• _Exercise instructions_: Copy the items below word for word, beginning with the line that contains "spot: breakwater rocks => coords" and continuing through the last line of the items.

··· Supplied records ···

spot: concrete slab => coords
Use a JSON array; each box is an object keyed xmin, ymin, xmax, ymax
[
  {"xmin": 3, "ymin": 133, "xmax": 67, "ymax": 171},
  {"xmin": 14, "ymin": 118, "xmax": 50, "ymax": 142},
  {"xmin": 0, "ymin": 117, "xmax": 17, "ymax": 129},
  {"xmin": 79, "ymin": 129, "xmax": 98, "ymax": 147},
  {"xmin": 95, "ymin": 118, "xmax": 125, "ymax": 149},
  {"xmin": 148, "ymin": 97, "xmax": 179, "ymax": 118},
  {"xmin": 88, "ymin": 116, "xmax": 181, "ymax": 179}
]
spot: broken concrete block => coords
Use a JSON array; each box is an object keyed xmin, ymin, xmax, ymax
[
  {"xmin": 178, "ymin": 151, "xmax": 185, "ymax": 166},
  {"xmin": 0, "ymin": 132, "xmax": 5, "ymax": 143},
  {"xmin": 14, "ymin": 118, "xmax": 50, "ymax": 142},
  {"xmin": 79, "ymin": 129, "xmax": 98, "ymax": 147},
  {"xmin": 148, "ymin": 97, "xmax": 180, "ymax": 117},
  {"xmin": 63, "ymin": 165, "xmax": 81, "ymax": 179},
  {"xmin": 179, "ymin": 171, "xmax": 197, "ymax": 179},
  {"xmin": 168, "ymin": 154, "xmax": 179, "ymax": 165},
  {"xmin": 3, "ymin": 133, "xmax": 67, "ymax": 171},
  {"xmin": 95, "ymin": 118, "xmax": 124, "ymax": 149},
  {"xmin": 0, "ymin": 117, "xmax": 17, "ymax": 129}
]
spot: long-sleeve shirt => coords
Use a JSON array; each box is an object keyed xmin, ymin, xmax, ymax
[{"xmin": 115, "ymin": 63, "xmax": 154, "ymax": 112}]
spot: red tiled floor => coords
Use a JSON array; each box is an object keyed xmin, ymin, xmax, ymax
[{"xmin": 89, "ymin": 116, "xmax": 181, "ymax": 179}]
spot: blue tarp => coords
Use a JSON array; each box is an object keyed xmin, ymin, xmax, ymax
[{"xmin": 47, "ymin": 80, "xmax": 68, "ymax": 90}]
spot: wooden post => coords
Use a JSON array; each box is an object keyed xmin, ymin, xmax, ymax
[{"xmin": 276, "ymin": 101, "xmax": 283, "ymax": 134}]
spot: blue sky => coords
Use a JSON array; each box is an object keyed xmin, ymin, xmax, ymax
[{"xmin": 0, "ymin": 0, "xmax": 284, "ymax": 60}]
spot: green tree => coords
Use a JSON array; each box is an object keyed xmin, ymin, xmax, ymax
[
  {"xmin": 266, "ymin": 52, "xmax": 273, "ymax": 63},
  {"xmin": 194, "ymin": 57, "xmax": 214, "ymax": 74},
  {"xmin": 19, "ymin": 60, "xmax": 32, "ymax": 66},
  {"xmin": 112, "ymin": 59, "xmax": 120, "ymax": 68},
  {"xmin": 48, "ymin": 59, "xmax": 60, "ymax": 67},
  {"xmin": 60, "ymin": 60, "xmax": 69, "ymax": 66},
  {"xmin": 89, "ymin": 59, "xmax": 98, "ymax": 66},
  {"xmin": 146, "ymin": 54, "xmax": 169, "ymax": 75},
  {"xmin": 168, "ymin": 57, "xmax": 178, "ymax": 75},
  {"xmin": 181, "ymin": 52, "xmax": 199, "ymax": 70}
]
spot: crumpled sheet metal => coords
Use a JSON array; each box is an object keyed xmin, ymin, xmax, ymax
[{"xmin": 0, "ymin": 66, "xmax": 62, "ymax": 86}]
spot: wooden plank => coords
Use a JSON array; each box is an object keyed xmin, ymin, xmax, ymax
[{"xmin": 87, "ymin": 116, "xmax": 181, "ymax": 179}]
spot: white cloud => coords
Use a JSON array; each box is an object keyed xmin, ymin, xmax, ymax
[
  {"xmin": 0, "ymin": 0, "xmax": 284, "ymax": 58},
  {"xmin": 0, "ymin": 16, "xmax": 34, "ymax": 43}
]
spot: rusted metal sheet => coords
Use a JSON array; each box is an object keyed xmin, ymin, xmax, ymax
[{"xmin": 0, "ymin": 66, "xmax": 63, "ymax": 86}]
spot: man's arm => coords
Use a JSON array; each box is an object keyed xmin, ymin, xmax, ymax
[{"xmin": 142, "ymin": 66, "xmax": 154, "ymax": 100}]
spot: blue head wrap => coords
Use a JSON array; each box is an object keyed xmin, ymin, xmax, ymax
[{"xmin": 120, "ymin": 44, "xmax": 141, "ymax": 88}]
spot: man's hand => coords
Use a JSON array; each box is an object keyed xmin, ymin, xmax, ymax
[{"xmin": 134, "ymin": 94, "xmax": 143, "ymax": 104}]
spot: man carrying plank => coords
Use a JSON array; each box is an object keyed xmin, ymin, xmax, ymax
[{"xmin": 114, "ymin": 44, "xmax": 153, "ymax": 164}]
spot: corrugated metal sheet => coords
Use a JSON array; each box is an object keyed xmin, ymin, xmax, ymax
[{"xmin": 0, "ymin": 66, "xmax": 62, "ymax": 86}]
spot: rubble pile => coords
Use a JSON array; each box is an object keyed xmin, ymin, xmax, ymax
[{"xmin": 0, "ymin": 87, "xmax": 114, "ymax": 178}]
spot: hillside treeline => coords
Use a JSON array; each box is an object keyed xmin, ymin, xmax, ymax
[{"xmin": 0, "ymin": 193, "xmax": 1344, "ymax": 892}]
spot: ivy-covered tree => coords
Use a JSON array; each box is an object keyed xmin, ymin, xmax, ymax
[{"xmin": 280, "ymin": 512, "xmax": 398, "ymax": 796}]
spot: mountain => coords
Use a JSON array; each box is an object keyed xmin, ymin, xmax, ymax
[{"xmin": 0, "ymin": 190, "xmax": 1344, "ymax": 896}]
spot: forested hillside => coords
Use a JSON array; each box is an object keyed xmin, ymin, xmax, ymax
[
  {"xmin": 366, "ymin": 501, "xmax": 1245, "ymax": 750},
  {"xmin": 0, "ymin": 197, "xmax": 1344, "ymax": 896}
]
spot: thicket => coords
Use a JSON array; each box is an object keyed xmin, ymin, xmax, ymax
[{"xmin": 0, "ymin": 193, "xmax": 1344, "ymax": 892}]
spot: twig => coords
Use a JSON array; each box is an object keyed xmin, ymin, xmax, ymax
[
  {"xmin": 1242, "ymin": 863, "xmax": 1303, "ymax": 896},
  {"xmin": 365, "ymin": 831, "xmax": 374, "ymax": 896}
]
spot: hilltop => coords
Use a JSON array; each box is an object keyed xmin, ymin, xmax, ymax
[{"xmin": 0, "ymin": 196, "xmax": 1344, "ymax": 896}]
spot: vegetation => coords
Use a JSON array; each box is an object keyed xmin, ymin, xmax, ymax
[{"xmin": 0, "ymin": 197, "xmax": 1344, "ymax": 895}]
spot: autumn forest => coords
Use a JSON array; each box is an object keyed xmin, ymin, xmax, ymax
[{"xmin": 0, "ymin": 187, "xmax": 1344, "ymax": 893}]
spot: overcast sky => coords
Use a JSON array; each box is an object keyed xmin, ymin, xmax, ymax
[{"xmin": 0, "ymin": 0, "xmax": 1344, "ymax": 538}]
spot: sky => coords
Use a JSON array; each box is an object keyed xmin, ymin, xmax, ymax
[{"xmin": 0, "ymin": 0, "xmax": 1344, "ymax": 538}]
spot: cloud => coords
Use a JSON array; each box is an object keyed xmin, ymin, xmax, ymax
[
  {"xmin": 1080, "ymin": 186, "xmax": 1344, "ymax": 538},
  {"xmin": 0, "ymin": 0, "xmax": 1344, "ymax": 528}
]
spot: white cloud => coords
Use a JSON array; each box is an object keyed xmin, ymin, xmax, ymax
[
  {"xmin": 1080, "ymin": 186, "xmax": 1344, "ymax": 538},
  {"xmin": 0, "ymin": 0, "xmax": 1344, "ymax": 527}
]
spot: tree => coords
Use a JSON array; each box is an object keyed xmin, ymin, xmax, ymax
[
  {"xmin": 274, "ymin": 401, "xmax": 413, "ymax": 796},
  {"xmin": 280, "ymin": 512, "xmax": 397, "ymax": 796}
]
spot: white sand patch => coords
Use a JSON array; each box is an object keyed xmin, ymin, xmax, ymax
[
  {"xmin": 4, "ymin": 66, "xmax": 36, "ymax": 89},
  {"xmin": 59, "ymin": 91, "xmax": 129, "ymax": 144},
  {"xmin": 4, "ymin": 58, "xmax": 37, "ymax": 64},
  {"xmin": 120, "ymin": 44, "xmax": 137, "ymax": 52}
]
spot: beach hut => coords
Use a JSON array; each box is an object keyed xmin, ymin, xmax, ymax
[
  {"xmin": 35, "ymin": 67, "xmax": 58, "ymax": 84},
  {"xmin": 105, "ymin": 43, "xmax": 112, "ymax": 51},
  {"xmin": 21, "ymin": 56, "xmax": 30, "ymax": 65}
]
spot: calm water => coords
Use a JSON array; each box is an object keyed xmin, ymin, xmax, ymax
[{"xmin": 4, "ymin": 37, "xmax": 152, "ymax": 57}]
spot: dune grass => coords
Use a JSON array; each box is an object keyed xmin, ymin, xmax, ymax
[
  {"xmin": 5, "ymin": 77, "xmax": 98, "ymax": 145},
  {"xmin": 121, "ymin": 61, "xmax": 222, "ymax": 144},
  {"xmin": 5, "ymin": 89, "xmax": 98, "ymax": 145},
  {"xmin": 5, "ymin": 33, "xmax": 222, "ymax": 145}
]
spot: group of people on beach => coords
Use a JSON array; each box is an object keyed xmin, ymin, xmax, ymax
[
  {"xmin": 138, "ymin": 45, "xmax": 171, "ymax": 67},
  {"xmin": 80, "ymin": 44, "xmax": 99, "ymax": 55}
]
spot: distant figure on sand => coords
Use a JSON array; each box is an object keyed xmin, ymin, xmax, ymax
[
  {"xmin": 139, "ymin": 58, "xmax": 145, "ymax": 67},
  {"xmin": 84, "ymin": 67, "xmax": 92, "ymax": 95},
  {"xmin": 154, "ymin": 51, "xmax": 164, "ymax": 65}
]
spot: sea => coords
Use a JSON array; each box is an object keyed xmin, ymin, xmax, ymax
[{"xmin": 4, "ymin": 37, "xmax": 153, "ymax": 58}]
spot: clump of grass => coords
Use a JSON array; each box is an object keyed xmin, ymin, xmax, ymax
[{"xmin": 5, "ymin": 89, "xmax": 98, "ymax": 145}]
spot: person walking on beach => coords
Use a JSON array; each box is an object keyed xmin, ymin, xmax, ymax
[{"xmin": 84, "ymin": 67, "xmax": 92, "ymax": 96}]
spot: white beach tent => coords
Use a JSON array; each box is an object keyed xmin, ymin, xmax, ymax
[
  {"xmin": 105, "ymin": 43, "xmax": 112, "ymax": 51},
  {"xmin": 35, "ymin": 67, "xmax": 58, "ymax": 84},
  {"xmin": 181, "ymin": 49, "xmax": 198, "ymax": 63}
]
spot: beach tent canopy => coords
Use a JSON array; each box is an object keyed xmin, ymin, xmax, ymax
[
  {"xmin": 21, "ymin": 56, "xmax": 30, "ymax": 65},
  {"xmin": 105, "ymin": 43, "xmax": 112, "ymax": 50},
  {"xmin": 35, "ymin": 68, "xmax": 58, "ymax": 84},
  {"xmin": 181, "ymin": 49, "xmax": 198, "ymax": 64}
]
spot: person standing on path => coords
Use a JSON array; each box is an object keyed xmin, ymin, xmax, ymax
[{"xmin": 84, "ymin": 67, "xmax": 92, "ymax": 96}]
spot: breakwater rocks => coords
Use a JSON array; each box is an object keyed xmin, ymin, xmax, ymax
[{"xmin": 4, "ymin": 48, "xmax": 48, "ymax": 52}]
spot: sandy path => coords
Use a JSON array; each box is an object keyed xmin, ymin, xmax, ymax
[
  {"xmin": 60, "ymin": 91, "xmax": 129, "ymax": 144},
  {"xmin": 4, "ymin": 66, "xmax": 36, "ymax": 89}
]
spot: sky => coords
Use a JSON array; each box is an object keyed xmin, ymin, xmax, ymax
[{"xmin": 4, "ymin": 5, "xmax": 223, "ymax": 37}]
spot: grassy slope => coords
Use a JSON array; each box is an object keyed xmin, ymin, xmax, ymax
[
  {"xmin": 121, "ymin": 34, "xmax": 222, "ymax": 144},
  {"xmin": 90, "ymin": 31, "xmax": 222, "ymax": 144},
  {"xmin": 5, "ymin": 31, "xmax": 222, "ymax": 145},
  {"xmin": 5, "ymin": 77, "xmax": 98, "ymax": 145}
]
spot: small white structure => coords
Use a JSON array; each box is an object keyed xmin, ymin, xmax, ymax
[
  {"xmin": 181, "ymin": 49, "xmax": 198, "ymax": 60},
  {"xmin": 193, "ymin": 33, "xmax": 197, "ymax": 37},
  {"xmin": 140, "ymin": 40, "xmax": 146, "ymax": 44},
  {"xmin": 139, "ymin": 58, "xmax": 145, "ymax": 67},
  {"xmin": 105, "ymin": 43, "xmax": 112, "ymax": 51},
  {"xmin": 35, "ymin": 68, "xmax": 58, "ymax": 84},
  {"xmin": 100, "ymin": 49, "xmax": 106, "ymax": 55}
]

···

• _Task answer_:
spot: breakwater rocks => coords
Use a JSON array; each box is an object keyed xmin, ymin, xmax, ymax
[{"xmin": 4, "ymin": 48, "xmax": 48, "ymax": 52}]
spot: sandy path => coords
Use a JSON array; each box is an object keyed xmin, ymin, xmax, ymax
[
  {"xmin": 60, "ymin": 91, "xmax": 129, "ymax": 144},
  {"xmin": 4, "ymin": 66, "xmax": 36, "ymax": 89}
]
spot: sky => coords
Use a JSON array; each box is an object keyed xmin, ymin, xmax, ymax
[{"xmin": 4, "ymin": 5, "xmax": 223, "ymax": 37}]
spot: grassy slope => coords
Use a JSON array; each box is an object keyed xmin, ymin, xmax, ymax
[
  {"xmin": 121, "ymin": 34, "xmax": 222, "ymax": 144},
  {"xmin": 90, "ymin": 31, "xmax": 222, "ymax": 144},
  {"xmin": 5, "ymin": 31, "xmax": 222, "ymax": 145},
  {"xmin": 5, "ymin": 77, "xmax": 98, "ymax": 145}
]
spot: small white structure => coords
Use a JSON array; each box is an object keyed xmin, ymin, xmax, ymax
[
  {"xmin": 181, "ymin": 49, "xmax": 198, "ymax": 60},
  {"xmin": 193, "ymin": 33, "xmax": 197, "ymax": 37},
  {"xmin": 140, "ymin": 40, "xmax": 146, "ymax": 44},
  {"xmin": 139, "ymin": 58, "xmax": 145, "ymax": 67},
  {"xmin": 105, "ymin": 43, "xmax": 112, "ymax": 51},
  {"xmin": 35, "ymin": 68, "xmax": 58, "ymax": 84},
  {"xmin": 100, "ymin": 49, "xmax": 106, "ymax": 55}
]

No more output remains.